Every entry needs to be written out again exactly.

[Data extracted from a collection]
= Beginning of Section =
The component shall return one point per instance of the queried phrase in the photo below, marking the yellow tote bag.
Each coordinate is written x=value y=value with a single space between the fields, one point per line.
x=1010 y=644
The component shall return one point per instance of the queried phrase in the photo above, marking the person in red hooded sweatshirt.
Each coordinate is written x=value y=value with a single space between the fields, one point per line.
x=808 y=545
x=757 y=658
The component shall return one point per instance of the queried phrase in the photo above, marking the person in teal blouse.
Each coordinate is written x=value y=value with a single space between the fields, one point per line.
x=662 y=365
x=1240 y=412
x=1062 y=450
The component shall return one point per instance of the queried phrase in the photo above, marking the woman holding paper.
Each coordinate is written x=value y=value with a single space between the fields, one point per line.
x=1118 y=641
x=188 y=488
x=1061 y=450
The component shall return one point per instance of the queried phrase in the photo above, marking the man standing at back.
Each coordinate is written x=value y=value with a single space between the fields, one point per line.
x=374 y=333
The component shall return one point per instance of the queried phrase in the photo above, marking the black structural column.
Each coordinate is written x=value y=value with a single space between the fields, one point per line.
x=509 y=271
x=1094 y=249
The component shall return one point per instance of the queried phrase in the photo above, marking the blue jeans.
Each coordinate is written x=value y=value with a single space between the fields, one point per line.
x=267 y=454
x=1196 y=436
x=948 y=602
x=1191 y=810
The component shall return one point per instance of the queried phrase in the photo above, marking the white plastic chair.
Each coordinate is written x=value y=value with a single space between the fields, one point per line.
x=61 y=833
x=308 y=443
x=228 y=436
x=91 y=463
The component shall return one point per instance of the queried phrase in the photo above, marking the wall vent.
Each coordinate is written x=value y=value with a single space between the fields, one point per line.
= End of Section =
● **Solution for this exercise**:
The component shall return one point per instance of the queried phrase in the photo below, marking the yellow tote bag.
Each coordinate is written x=value y=value with a single space between the fields, one point per line.
x=1010 y=644
The component shall return one point per instance of the queried phrase in the photo above, marking the person in red hooded sweatshirt.
Each coordinate is written x=value y=value with a single space between the fields, one point per line.
x=808 y=545
x=757 y=658
The component shall return one point per instance of the queried phrase in the photo above, marking the person in teal blouse.
Each coordinate is written x=value y=value with a single space between the fields, one point per line.
x=662 y=365
x=1240 y=412
x=1062 y=450
The component shall return one point per instance of the queried phrase in the photo above, marking the woman holding paper.
Each coordinate is written x=value y=value with a single space between the fields, one point per line.
x=1118 y=641
x=188 y=488
x=1061 y=450
The component shall return one point per instance of the queried phrase in the photo above, marking the man standing at back.
Each coordinate is written x=value y=value with a single space between the fields, one point per line.
x=374 y=333
The component shall return one point per instance of the queried phrase in the photo above, marking the black structural column.
Each coordinate is written x=value y=value with a single space between the fields, one point per line.
x=509 y=271
x=1094 y=249
The component shall return one point per instance of the queried phrase in the photo above, marking the blue jeans.
Each coordinate is written x=value y=value with a single space between the fields, one point per line.
x=267 y=454
x=1196 y=436
x=948 y=602
x=1191 y=810
The component shall return one point per instance of the queried phrase in the photo above, marking the white plastic chair.
Each coordinate is written x=value y=value with a single space between the fields, one point per line.
x=61 y=833
x=308 y=443
x=228 y=436
x=91 y=463
The component shall return one point per instance of the queried phrase in the photo above, marking the wall vent.
Each coordinate is written x=value y=value with a single space between the fields, one point per line.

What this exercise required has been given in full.